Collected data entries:
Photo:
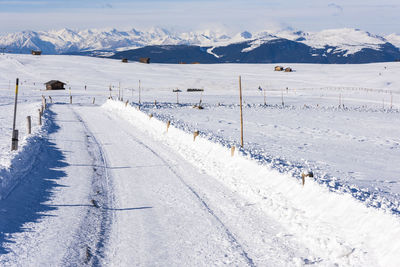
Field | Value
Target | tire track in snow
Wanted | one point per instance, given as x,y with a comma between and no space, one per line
229,234
94,231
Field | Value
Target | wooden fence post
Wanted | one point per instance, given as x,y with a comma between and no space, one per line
168,124
14,137
195,134
29,124
14,140
40,117
241,111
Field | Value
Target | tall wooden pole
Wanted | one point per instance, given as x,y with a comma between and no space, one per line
241,111
139,93
119,91
14,138
265,98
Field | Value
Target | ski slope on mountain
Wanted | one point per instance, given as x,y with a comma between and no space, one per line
107,184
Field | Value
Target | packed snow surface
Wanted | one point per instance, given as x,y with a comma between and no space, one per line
106,183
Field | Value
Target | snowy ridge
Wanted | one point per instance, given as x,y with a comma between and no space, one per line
355,235
70,41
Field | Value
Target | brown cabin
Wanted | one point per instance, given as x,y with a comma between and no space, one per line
54,85
36,52
288,69
145,60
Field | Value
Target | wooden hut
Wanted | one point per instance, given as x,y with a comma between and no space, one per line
54,85
36,52
288,69
145,60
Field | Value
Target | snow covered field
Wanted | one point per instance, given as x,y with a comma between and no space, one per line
252,207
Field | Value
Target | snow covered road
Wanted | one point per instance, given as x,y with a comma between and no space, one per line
154,208
168,213
110,188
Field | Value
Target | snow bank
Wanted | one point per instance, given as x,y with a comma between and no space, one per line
335,226
21,162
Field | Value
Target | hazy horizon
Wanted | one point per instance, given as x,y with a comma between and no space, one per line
192,15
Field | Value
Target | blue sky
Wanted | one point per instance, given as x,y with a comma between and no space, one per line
380,17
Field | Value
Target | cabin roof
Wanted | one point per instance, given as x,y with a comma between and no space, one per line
53,82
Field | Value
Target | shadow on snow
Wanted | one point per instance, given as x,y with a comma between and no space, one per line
26,203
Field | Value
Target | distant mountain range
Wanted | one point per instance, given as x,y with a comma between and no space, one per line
162,46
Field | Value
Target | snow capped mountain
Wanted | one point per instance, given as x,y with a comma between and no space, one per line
67,41
334,42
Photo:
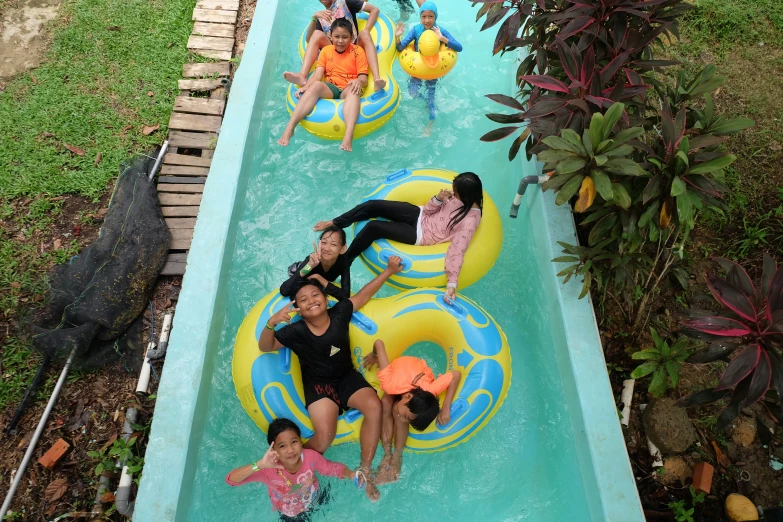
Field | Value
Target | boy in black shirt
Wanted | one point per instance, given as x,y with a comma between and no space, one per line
331,383
325,265
320,29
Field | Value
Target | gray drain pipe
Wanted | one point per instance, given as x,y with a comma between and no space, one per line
122,496
524,182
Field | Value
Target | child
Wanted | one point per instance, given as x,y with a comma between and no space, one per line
319,35
289,472
325,265
343,68
429,14
410,397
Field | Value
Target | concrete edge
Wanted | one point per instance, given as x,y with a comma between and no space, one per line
172,427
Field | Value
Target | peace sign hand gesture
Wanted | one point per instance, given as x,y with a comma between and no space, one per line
270,459
283,315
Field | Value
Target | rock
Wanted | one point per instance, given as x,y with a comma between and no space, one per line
668,426
740,509
743,431
675,469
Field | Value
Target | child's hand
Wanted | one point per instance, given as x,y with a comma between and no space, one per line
326,14
270,459
370,360
283,315
445,415
395,264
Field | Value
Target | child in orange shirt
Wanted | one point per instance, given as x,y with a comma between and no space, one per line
343,69
410,396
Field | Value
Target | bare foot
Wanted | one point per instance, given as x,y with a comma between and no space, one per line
323,225
295,78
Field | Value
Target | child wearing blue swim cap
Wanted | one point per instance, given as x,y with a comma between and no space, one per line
428,12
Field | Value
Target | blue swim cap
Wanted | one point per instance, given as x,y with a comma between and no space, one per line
429,6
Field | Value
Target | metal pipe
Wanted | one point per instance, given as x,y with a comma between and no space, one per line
163,150
523,183
37,435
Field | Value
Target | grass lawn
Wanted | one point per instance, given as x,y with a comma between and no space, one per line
744,39
112,69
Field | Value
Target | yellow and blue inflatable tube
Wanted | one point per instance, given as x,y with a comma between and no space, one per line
326,119
423,266
269,385
433,60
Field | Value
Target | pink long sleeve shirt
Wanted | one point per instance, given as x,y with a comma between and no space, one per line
292,494
434,228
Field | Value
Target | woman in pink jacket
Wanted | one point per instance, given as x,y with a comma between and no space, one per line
451,215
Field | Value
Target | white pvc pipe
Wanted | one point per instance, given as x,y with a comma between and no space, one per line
627,398
37,435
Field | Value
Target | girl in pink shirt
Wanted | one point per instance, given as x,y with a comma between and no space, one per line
451,215
289,472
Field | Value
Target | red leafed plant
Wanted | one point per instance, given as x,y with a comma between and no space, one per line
751,325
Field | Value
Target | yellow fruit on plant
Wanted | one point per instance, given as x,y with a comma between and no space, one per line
740,509
586,195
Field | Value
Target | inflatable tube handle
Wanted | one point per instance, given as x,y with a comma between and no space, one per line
455,309
396,176
458,409
351,415
285,360
385,254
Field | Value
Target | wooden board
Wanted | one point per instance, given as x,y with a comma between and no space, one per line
199,105
226,5
199,85
184,188
179,200
180,244
192,140
215,16
180,222
197,70
184,159
181,179
208,29
183,170
212,43
191,122
190,211
217,55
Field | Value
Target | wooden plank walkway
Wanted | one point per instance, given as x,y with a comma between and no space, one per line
195,124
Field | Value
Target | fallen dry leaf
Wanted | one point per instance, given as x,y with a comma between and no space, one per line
722,459
56,489
149,129
75,150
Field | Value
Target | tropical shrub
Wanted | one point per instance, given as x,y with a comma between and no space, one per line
663,362
635,157
752,325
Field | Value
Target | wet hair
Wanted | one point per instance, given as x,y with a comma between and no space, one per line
468,187
303,283
424,405
344,23
334,229
280,425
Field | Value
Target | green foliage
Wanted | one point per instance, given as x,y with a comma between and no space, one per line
663,362
678,508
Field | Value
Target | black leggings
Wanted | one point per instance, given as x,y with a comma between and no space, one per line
403,218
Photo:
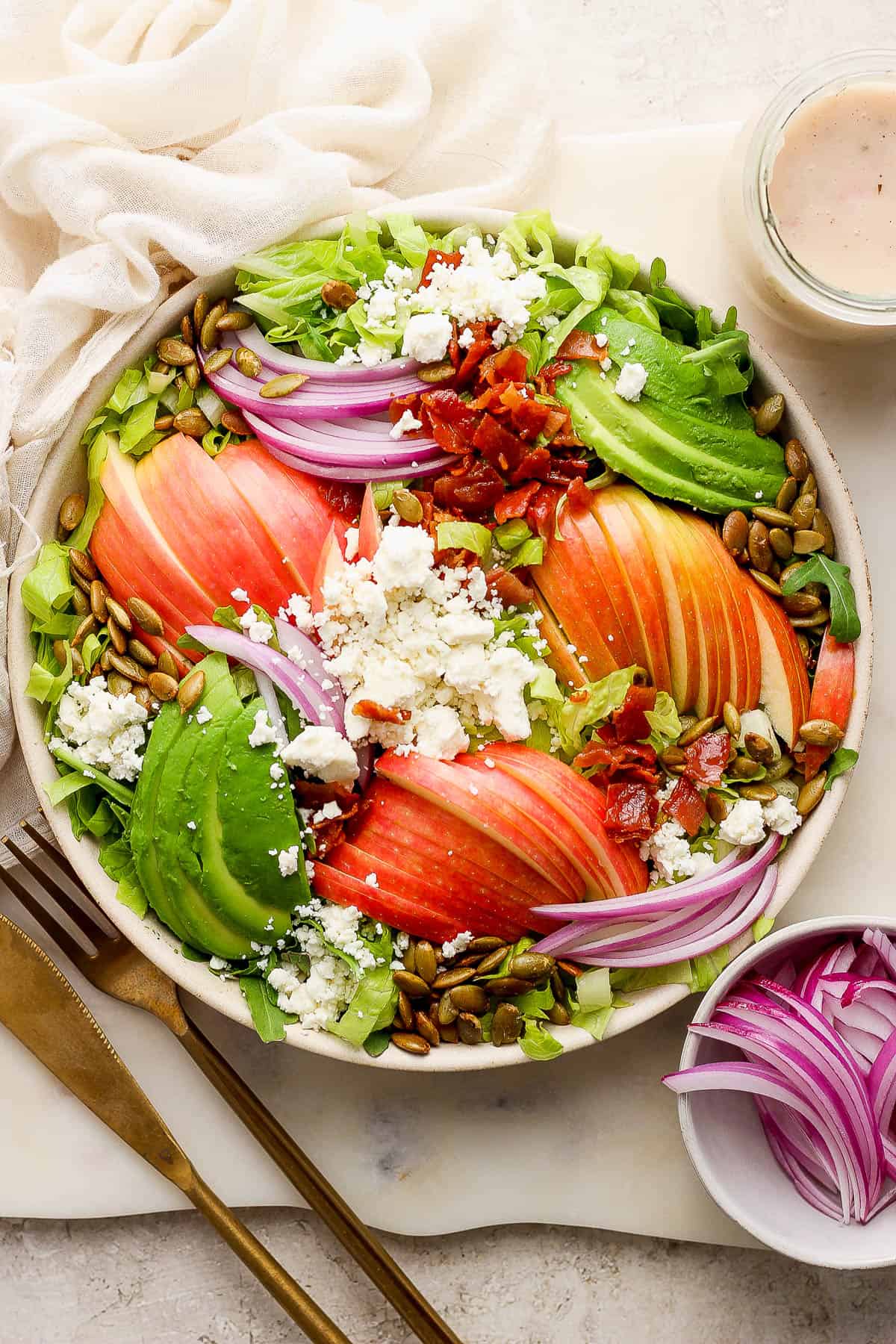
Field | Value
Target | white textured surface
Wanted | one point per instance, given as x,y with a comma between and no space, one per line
158,1280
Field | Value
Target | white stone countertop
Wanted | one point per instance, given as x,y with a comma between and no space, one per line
620,65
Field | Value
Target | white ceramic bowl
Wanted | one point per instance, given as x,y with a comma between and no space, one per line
66,472
729,1148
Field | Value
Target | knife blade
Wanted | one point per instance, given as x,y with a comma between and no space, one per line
42,1009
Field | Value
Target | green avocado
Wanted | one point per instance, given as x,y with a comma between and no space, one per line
682,440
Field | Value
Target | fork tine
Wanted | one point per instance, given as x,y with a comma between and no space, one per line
87,925
52,927
57,855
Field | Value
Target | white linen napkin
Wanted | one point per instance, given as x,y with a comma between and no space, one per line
143,141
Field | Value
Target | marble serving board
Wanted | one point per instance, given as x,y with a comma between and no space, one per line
591,1139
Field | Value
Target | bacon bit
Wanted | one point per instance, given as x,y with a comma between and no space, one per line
509,588
632,812
630,719
514,503
381,712
706,759
685,806
582,346
437,258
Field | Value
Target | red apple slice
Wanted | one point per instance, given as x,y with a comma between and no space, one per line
832,695
785,685
448,785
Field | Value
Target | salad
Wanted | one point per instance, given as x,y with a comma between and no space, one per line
449,640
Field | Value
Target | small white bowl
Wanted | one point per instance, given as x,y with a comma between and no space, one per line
729,1148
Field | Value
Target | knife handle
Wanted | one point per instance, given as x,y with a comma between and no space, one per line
267,1270
301,1172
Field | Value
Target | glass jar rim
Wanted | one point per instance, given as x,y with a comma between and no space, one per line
824,78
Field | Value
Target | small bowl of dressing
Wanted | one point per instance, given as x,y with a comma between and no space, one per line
809,201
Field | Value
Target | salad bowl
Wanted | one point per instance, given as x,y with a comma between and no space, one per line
66,473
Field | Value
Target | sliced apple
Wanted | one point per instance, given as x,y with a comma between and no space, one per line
832,695
785,685
210,526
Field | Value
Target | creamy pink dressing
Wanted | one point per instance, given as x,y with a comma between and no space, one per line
833,188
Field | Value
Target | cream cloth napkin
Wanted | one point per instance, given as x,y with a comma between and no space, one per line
143,141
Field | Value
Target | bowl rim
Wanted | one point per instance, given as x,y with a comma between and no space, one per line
707,1172
160,944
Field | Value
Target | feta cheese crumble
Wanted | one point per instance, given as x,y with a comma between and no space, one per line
105,730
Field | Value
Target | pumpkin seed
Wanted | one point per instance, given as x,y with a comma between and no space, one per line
696,730
218,359
808,541
234,322
766,582
175,352
735,531
163,687
117,636
247,362
821,523
82,564
121,663
812,793
191,690
469,1028
781,544
758,792
72,511
716,806
770,413
141,653
803,511
146,616
408,1042
408,505
413,986
200,311
507,1024
337,293
99,601
508,987
821,732
470,999
731,718
795,460
426,1028
773,517
759,747
437,373
788,494
282,386
426,961
491,961
758,546
531,965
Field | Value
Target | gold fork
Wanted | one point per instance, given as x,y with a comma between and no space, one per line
121,971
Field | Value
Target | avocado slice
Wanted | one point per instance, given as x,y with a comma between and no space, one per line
676,441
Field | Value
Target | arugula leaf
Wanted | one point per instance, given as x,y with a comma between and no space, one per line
269,1019
842,759
818,569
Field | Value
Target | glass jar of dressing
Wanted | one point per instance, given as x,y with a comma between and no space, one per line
809,201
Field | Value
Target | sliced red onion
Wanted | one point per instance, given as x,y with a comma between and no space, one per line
285,363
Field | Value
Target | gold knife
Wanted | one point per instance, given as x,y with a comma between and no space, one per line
46,1015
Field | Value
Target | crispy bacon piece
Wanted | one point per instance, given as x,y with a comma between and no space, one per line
706,759
632,812
685,806
509,588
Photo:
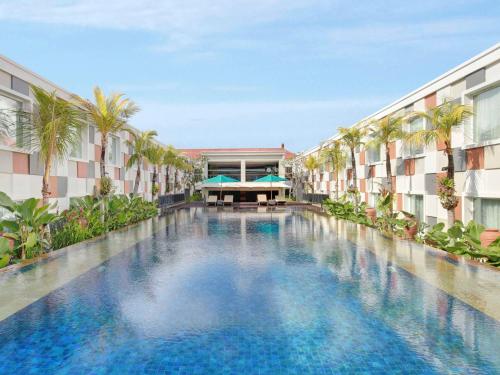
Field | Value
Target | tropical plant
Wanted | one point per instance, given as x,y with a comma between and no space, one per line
5,252
388,221
155,154
28,225
384,132
180,164
106,186
53,129
311,164
347,209
169,160
83,219
109,115
441,121
139,144
337,158
353,138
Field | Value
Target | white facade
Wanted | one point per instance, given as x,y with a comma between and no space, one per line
476,149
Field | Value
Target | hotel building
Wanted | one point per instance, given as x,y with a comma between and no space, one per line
244,165
415,170
21,171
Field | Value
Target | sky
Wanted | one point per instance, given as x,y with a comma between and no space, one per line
247,73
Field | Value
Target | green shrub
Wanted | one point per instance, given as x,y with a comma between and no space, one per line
463,240
347,210
196,197
27,227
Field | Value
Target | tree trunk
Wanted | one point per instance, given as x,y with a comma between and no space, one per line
450,173
388,168
175,181
353,166
45,183
167,179
102,162
336,184
137,176
155,176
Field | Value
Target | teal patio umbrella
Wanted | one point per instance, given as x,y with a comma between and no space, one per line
219,179
271,178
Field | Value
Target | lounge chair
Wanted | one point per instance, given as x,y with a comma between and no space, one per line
228,199
212,199
261,199
280,199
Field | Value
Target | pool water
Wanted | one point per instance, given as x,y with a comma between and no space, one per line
224,292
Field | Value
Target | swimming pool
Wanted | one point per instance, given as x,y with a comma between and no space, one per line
253,292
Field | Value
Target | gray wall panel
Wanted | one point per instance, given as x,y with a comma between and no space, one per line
475,78
20,86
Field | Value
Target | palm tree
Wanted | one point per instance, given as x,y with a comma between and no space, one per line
155,154
109,115
140,143
180,164
53,129
441,120
385,131
352,138
311,164
337,157
169,160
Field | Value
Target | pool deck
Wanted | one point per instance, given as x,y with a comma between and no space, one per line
475,284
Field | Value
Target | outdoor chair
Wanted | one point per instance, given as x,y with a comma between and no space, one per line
280,199
212,199
261,199
228,199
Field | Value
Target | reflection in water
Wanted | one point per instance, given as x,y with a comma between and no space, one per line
224,291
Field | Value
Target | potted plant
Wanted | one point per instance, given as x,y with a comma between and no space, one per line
410,225
488,236
5,252
371,214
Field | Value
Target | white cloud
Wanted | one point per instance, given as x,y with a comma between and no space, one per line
253,123
181,22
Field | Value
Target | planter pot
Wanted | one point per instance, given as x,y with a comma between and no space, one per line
411,232
488,236
371,213
4,261
11,241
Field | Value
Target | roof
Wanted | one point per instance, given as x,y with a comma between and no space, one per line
197,152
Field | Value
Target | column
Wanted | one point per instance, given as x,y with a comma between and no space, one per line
243,171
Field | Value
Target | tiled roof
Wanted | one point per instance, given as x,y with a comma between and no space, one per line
197,152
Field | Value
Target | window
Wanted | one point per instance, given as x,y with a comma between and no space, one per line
415,204
11,134
79,150
373,153
373,198
487,115
114,150
416,124
487,212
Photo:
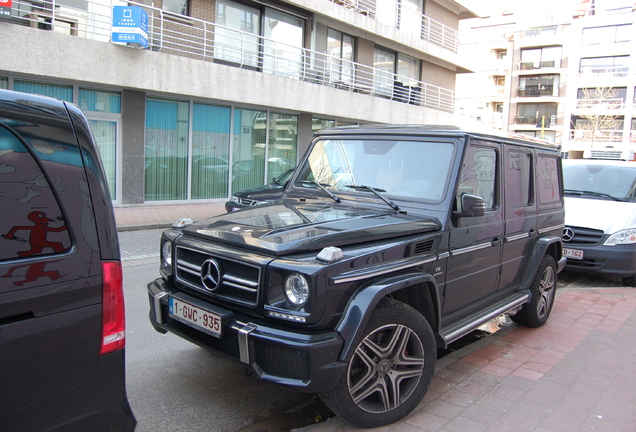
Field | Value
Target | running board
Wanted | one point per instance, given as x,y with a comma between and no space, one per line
461,328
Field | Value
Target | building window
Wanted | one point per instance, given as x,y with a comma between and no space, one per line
57,91
540,85
280,49
176,6
536,114
256,140
340,48
546,135
231,44
605,66
541,31
607,35
166,150
210,151
283,46
540,58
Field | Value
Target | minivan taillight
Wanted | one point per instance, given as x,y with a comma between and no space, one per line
113,311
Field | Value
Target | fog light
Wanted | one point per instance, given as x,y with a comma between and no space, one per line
296,289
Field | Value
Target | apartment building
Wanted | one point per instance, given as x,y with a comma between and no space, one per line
601,105
563,72
215,96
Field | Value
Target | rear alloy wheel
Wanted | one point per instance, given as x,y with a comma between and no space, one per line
630,281
390,371
537,311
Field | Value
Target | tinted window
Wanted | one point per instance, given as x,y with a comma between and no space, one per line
479,174
548,179
32,222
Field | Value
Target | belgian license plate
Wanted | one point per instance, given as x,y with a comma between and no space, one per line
573,253
194,316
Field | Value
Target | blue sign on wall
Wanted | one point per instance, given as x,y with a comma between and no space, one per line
130,25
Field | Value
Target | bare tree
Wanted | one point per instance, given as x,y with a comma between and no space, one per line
601,121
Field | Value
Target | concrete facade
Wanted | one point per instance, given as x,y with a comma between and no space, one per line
52,57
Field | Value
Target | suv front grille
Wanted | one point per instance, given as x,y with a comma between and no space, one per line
584,236
228,279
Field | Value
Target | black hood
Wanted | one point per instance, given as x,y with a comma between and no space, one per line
284,228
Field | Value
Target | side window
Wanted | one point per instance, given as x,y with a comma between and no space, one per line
32,223
479,174
548,179
518,178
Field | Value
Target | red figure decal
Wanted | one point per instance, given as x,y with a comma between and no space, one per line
39,232
33,273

• **Assigned task**
In the entries above, one line contains "Target | white facade" and another contains "Target | tree trunk". Reproduce exactly those two lines and the lines between them, nothing else.

• **Your response**
Target | white facade
Wanted | one point per instance, given as x,y with a comma between and no space, one per line
476,149
Field | Value
Target | hotel building
Wanted | one point per instance, given as x,y with a comma between and no space, one per line
244,165
415,170
21,171
Field | Value
Target | sky
Wanted | one point per instance, given as x,y with a comma between and no space, one per line
247,73
Field | Value
Target | green shrub
Wanted | one point per instance, given as x,y with a comma between and no space, one per line
463,240
347,210
196,197
27,227
Field | Value
Target | tree trunk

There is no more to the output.